Given problem — Starting at the line that holds "Check that every instance of the ocean", set down each line through the end of the listing, exactly as written and with nothing added.

Entries shown —
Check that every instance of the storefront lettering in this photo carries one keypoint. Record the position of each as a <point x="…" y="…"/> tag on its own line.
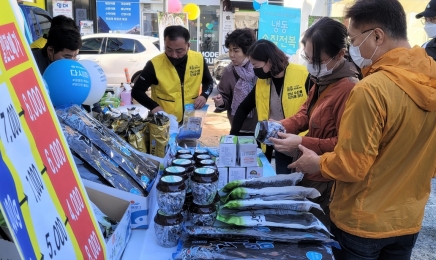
<point x="210" y="56"/>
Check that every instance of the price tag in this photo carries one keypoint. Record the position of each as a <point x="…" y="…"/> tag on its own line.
<point x="41" y="193"/>
<point x="34" y="195"/>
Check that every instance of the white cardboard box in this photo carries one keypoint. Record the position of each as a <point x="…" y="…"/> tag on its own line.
<point x="247" y="151"/>
<point x="227" y="150"/>
<point x="118" y="210"/>
<point x="236" y="173"/>
<point x="255" y="171"/>
<point x="223" y="175"/>
<point x="139" y="206"/>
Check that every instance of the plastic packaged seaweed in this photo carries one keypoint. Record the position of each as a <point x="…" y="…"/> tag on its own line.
<point x="107" y="168"/>
<point x="286" y="192"/>
<point x="205" y="249"/>
<point x="273" y="218"/>
<point x="259" y="183"/>
<point x="115" y="148"/>
<point x="277" y="234"/>
<point x="193" y="120"/>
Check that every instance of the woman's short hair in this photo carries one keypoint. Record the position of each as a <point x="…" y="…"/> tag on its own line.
<point x="326" y="35"/>
<point x="264" y="50"/>
<point x="242" y="38"/>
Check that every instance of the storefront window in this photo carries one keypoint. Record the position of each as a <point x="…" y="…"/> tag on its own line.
<point x="209" y="31"/>
<point x="149" y="24"/>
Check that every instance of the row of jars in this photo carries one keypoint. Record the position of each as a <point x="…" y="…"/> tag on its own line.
<point x="185" y="192"/>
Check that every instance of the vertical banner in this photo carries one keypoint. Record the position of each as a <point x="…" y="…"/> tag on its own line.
<point x="166" y="19"/>
<point x="228" y="25"/>
<point x="118" y="16"/>
<point x="63" y="8"/>
<point x="86" y="27"/>
<point x="41" y="194"/>
<point x="281" y="25"/>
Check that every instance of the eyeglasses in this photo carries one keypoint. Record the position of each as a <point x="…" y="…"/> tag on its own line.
<point x="303" y="55"/>
<point x="428" y="20"/>
<point x="352" y="37"/>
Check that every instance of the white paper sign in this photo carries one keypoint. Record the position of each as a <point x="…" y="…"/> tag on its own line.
<point x="63" y="8"/>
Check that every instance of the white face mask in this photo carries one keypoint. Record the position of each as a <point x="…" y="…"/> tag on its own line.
<point x="323" y="71"/>
<point x="360" y="61"/>
<point x="430" y="29"/>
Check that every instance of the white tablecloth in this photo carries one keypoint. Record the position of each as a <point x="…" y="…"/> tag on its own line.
<point x="142" y="243"/>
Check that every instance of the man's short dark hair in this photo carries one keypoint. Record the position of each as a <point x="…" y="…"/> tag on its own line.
<point x="243" y="38"/>
<point x="60" y="38"/>
<point x="174" y="32"/>
<point x="387" y="15"/>
<point x="63" y="21"/>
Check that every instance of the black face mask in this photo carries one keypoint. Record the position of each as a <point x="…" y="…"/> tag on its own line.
<point x="261" y="74"/>
<point x="178" y="61"/>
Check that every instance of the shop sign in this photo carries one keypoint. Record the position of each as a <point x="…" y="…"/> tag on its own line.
<point x="41" y="194"/>
<point x="281" y="25"/>
<point x="63" y="8"/>
<point x="210" y="56"/>
<point x="86" y="27"/>
<point x="119" y="16"/>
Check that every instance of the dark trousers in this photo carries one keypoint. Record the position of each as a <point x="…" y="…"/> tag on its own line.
<point x="359" y="248"/>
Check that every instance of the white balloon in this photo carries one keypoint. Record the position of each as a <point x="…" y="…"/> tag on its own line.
<point x="98" y="81"/>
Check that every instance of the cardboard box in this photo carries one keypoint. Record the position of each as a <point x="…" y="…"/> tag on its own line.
<point x="139" y="206"/>
<point x="255" y="171"/>
<point x="247" y="151"/>
<point x="223" y="175"/>
<point x="236" y="173"/>
<point x="227" y="150"/>
<point x="118" y="210"/>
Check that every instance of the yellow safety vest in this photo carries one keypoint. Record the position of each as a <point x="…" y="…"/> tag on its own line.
<point x="170" y="93"/>
<point x="293" y="93"/>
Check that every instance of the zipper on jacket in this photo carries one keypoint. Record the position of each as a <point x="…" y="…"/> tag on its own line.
<point x="183" y="99"/>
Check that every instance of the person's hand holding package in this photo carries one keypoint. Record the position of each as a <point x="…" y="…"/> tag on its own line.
<point x="286" y="143"/>
<point x="200" y="101"/>
<point x="308" y="162"/>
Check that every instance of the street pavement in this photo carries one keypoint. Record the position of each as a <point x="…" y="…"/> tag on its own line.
<point x="217" y="124"/>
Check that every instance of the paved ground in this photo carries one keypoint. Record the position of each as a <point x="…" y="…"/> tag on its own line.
<point x="217" y="124"/>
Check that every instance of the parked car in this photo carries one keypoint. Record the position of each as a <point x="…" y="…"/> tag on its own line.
<point x="219" y="65"/>
<point x="114" y="52"/>
<point x="38" y="20"/>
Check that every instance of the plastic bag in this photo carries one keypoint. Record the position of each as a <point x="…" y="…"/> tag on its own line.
<point x="273" y="218"/>
<point x="193" y="120"/>
<point x="109" y="143"/>
<point x="107" y="168"/>
<point x="258" y="183"/>
<point x="277" y="234"/>
<point x="205" y="249"/>
<point x="286" y="192"/>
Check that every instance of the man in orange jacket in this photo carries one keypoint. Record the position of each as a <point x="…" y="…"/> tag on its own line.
<point x="386" y="152"/>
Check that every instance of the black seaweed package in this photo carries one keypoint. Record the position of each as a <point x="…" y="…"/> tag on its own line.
<point x="88" y="172"/>
<point x="250" y="249"/>
<point x="107" y="168"/>
<point x="276" y="234"/>
<point x="115" y="148"/>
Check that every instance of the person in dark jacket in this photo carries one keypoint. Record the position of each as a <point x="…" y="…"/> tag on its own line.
<point x="334" y="76"/>
<point x="62" y="43"/>
<point x="428" y="17"/>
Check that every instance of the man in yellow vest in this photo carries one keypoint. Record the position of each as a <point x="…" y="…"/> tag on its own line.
<point x="174" y="76"/>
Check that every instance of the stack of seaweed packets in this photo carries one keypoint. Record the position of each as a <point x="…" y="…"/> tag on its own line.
<point x="262" y="218"/>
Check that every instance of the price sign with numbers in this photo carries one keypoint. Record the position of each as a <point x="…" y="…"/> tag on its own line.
<point x="41" y="194"/>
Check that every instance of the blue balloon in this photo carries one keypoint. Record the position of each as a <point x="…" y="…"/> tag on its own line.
<point x="68" y="82"/>
<point x="257" y="6"/>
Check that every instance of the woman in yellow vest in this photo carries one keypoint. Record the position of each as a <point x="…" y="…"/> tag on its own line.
<point x="278" y="94"/>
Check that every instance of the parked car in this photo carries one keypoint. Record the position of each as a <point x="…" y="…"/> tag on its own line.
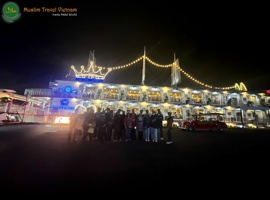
<point x="206" y="121"/>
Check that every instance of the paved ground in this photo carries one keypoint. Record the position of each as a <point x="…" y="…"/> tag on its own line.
<point x="38" y="160"/>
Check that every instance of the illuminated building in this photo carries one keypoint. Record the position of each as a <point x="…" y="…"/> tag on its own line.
<point x="88" y="88"/>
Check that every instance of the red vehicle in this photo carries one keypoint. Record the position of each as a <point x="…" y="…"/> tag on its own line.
<point x="207" y="121"/>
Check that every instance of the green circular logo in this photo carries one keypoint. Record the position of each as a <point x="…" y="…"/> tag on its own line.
<point x="11" y="12"/>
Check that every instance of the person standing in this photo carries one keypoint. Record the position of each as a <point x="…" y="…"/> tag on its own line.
<point x="146" y="126"/>
<point x="128" y="126"/>
<point x="154" y="126"/>
<point x="88" y="117"/>
<point x="133" y="129"/>
<point x="72" y="125"/>
<point x="169" y="128"/>
<point x="159" y="122"/>
<point x="117" y="136"/>
<point x="139" y="125"/>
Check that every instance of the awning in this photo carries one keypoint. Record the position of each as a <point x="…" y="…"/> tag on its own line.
<point x="254" y="108"/>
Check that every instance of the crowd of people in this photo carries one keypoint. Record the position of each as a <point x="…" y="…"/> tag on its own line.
<point x="105" y="125"/>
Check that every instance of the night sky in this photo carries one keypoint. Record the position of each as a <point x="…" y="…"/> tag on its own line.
<point x="219" y="45"/>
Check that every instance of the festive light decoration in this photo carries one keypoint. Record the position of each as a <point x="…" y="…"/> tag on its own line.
<point x="97" y="72"/>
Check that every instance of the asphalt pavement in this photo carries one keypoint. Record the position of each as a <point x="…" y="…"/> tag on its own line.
<point x="38" y="160"/>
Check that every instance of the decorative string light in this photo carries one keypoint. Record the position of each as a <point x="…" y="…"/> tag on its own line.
<point x="101" y="73"/>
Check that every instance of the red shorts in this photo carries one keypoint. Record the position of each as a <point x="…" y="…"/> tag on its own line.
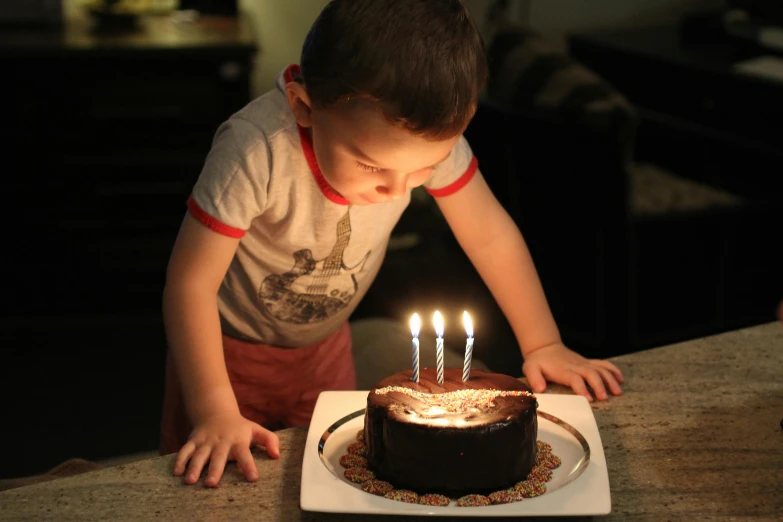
<point x="275" y="387"/>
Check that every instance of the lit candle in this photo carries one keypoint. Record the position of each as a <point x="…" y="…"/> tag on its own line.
<point x="468" y="347"/>
<point x="415" y="326"/>
<point x="438" y="320"/>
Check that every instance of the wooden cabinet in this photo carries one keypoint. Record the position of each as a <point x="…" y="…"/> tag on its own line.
<point x="104" y="135"/>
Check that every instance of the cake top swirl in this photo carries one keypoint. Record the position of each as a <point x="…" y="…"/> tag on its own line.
<point x="484" y="399"/>
<point x="459" y="401"/>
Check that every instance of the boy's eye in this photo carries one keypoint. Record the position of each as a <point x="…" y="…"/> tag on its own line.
<point x="368" y="168"/>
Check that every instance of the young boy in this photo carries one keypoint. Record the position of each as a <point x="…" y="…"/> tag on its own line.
<point x="289" y="221"/>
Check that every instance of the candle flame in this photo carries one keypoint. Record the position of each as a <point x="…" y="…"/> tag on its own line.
<point x="468" y="324"/>
<point x="438" y="320"/>
<point x="415" y="325"/>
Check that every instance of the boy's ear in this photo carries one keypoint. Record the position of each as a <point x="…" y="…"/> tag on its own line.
<point x="299" y="101"/>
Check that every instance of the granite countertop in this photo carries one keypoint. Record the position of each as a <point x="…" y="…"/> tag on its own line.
<point x="696" y="435"/>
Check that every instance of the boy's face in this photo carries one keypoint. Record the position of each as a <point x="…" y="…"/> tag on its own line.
<point x="362" y="156"/>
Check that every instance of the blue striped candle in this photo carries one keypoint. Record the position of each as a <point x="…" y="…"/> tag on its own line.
<point x="468" y="346"/>
<point x="415" y="327"/>
<point x="438" y="320"/>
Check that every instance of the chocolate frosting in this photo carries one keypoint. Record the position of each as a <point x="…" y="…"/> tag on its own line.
<point x="416" y="445"/>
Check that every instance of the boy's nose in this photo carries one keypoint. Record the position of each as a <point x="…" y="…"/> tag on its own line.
<point x="393" y="188"/>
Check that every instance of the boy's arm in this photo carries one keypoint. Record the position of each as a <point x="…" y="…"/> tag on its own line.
<point x="496" y="248"/>
<point x="198" y="263"/>
<point x="196" y="269"/>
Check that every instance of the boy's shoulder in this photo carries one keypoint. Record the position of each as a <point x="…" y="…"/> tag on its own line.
<point x="267" y="117"/>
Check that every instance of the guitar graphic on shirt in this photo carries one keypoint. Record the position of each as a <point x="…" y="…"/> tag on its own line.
<point x="313" y="291"/>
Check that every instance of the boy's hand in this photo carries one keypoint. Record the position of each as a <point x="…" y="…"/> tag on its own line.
<point x="219" y="439"/>
<point x="563" y="366"/>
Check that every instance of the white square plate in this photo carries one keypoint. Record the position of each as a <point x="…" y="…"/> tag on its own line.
<point x="580" y="486"/>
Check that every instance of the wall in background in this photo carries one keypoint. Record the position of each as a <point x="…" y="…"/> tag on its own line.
<point x="280" y="27"/>
<point x="555" y="18"/>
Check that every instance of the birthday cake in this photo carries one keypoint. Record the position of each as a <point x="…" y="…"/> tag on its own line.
<point x="456" y="438"/>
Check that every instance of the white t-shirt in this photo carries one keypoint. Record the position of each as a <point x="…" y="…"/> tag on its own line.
<point x="306" y="256"/>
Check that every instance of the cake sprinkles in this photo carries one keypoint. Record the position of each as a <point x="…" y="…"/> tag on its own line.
<point x="457" y="401"/>
<point x="473" y="501"/>
<point x="403" y="495"/>
<point x="433" y="499"/>
<point x="507" y="496"/>
<point x="353" y="461"/>
<point x="359" y="475"/>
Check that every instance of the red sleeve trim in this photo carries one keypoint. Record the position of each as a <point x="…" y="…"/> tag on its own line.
<point x="212" y="223"/>
<point x="461" y="182"/>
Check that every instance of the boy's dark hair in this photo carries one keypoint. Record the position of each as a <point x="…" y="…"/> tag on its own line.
<point x="422" y="61"/>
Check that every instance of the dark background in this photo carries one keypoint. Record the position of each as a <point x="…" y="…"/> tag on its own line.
<point x="104" y="131"/>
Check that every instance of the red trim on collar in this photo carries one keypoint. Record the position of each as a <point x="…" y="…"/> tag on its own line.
<point x="461" y="181"/>
<point x="332" y="195"/>
<point x="292" y="72"/>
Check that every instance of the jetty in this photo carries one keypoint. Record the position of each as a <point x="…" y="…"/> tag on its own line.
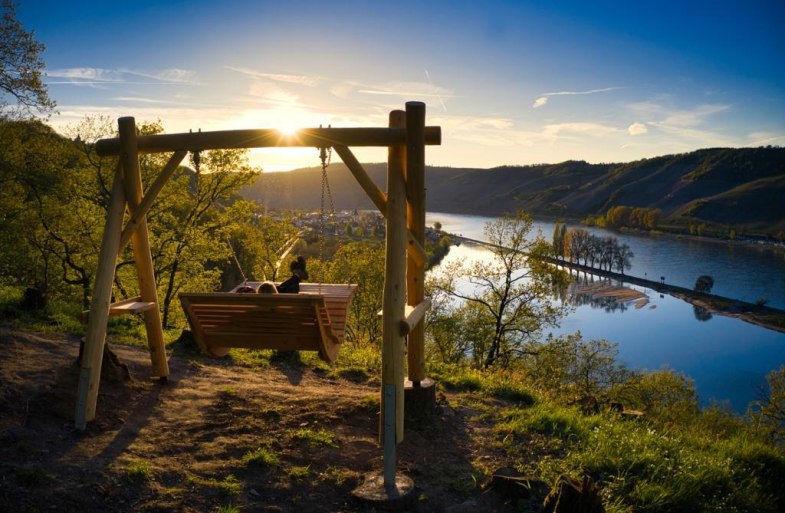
<point x="755" y="313"/>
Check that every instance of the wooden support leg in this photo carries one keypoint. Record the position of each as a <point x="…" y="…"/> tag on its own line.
<point x="141" y="246"/>
<point x="394" y="303"/>
<point x="415" y="220"/>
<point x="90" y="373"/>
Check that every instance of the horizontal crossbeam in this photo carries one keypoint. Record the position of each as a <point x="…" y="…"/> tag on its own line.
<point x="269" y="138"/>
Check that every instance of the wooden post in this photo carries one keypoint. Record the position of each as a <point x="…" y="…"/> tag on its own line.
<point x="92" y="356"/>
<point x="415" y="220"/>
<point x="141" y="247"/>
<point x="150" y="196"/>
<point x="394" y="303"/>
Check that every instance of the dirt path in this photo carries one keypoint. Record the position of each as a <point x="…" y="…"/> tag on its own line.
<point x="284" y="439"/>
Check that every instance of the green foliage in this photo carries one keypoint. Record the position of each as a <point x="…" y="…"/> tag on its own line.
<point x="501" y="385"/>
<point x="316" y="438"/>
<point x="263" y="456"/>
<point x="546" y="419"/>
<point x="22" y="69"/>
<point x="665" y="394"/>
<point x="300" y="472"/>
<point x="650" y="470"/>
<point x="769" y="412"/>
<point x="139" y="470"/>
<point x="571" y="368"/>
<point x="32" y="476"/>
<point x="228" y="508"/>
<point x="643" y="218"/>
<point x="359" y="262"/>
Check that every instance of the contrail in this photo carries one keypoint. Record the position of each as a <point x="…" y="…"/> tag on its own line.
<point x="428" y="76"/>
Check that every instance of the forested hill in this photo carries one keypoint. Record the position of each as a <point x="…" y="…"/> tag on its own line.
<point x="720" y="186"/>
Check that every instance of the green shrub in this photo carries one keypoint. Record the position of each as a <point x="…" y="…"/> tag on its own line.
<point x="650" y="470"/>
<point x="139" y="470"/>
<point x="316" y="438"/>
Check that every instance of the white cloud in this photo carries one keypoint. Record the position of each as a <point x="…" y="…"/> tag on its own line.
<point x="765" y="138"/>
<point x="304" y="80"/>
<point x="592" y="129"/>
<point x="407" y="89"/>
<point x="693" y="117"/>
<point x="539" y="102"/>
<point x="637" y="129"/>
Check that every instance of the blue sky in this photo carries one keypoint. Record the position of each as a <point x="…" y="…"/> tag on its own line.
<point x="509" y="82"/>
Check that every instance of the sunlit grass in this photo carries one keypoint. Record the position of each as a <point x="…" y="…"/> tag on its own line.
<point x="316" y="438"/>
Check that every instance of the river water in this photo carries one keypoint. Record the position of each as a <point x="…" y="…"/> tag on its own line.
<point x="728" y="358"/>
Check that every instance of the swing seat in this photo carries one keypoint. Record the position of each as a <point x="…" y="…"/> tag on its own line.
<point x="313" y="320"/>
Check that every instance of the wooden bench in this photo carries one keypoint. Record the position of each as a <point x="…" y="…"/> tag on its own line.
<point x="313" y="320"/>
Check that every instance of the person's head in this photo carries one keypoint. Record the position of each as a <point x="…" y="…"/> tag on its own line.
<point x="268" y="287"/>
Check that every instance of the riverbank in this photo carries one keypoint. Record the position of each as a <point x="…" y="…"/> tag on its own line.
<point x="761" y="315"/>
<point x="754" y="313"/>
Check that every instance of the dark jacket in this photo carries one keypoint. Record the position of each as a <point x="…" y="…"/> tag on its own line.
<point x="290" y="286"/>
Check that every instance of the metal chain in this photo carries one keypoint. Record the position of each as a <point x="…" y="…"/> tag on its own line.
<point x="325" y="154"/>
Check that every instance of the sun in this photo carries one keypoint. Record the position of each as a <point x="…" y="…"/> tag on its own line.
<point x="287" y="129"/>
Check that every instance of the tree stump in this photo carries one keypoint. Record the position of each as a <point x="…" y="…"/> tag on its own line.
<point x="571" y="496"/>
<point x="33" y="299"/>
<point x="112" y="369"/>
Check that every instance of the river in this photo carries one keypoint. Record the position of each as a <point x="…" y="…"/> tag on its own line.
<point x="728" y="358"/>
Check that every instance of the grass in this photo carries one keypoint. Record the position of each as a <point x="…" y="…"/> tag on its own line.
<point x="499" y="384"/>
<point x="139" y="470"/>
<point x="262" y="456"/>
<point x="642" y="466"/>
<point x="56" y="317"/>
<point x="547" y="419"/>
<point x="316" y="438"/>
<point x="228" y="508"/>
<point x="229" y="485"/>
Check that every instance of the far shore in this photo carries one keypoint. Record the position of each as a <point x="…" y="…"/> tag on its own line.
<point x="758" y="314"/>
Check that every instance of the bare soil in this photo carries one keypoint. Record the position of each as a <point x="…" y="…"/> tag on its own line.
<point x="179" y="446"/>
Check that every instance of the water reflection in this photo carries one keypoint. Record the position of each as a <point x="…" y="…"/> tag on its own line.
<point x="701" y="313"/>
<point x="727" y="358"/>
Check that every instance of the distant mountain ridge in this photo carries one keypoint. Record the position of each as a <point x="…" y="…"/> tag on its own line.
<point x="743" y="187"/>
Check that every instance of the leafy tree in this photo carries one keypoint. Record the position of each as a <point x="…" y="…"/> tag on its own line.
<point x="188" y="230"/>
<point x="48" y="210"/>
<point x="513" y="291"/>
<point x="769" y="412"/>
<point x="622" y="257"/>
<point x="259" y="241"/>
<point x="572" y="368"/>
<point x="360" y="262"/>
<point x="665" y="394"/>
<point x="704" y="283"/>
<point x="22" y="67"/>
<point x="559" y="232"/>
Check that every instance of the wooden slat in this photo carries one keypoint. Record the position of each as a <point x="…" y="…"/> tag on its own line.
<point x="269" y="138"/>
<point x="305" y="321"/>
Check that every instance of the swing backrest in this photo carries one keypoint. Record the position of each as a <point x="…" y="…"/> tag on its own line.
<point x="314" y="319"/>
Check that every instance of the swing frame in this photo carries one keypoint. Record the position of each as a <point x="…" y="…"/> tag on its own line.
<point x="403" y="206"/>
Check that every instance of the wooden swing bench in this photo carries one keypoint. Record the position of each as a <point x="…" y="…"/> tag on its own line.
<point x="313" y="320"/>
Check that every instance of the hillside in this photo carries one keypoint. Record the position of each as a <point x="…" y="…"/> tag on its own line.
<point x="718" y="186"/>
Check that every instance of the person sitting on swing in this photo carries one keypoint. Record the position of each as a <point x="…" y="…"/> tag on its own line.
<point x="292" y="285"/>
<point x="268" y="287"/>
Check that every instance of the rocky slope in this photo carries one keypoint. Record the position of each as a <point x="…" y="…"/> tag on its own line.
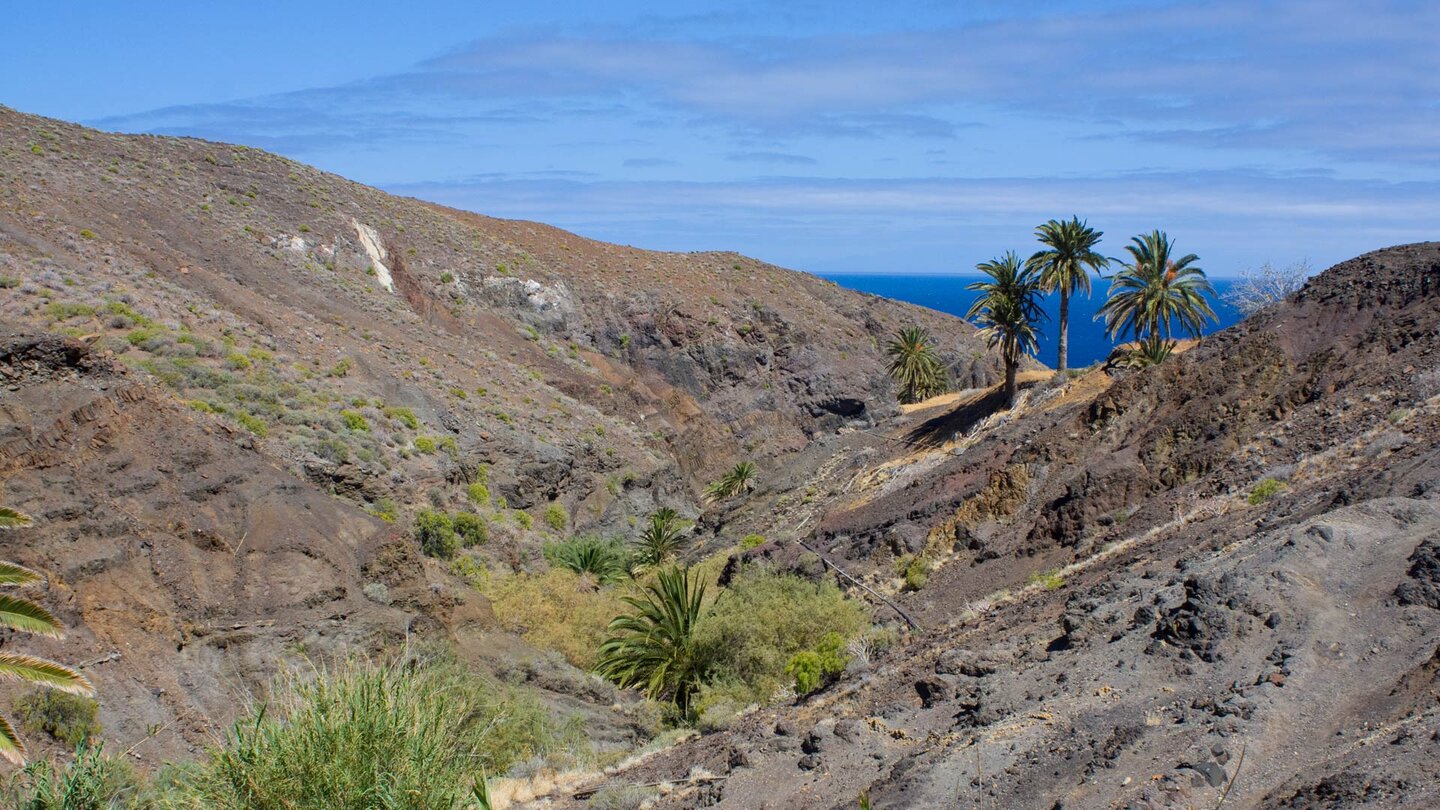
<point x="215" y="362"/>
<point x="1210" y="581"/>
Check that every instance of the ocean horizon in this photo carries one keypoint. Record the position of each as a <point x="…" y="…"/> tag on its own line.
<point x="1087" y="339"/>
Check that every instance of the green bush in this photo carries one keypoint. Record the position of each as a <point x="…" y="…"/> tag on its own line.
<point x="763" y="620"/>
<point x="373" y="735"/>
<point x="556" y="518"/>
<point x="405" y="415"/>
<point x="812" y="669"/>
<point x="471" y="528"/>
<point x="437" y="533"/>
<point x="66" y="718"/>
<point x="478" y="493"/>
<point x="91" y="781"/>
<point x="354" y="421"/>
<point x="1265" y="490"/>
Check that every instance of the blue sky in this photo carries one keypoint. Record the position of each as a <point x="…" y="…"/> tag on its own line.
<point x="830" y="136"/>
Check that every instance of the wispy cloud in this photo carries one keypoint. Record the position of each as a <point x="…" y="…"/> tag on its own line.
<point x="771" y="157"/>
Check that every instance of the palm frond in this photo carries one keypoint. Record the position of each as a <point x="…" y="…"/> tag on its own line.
<point x="23" y="614"/>
<point x="1155" y="293"/>
<point x="13" y="519"/>
<point x="10" y="747"/>
<point x="30" y="669"/>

Written solution —
Check that every instance of the ocean horizon in this photo carries one keypoint. Record the position of each as a <point x="…" y="…"/> tag on its own line.
<point x="1087" y="339"/>
Check that every instance of the green bush in this photo carries one keypoint. Record the position of each as a <point x="…" y="…"/> tag on its own line.
<point x="763" y="620"/>
<point x="373" y="735"/>
<point x="556" y="518"/>
<point x="405" y="415"/>
<point x="812" y="669"/>
<point x="471" y="528"/>
<point x="437" y="533"/>
<point x="66" y="718"/>
<point x="478" y="493"/>
<point x="91" y="781"/>
<point x="354" y="421"/>
<point x="1265" y="490"/>
Check that every instance of the blue sky in this photo carries one keypoint. Record the position of each as a <point x="…" y="…"/> tag on its own line.
<point x="830" y="136"/>
Check that every instance of the wispy cloud in this photo carries one keypoint. Record the position of each as a <point x="…" y="…"/> tag on its own line.
<point x="771" y="157"/>
Check that every instance of the palm frond in this photo carries one keypoint. Record the position of each as a <point x="…" y="…"/> tag on its own line.
<point x="23" y="614"/>
<point x="1155" y="293"/>
<point x="13" y="519"/>
<point x="10" y="747"/>
<point x="30" y="669"/>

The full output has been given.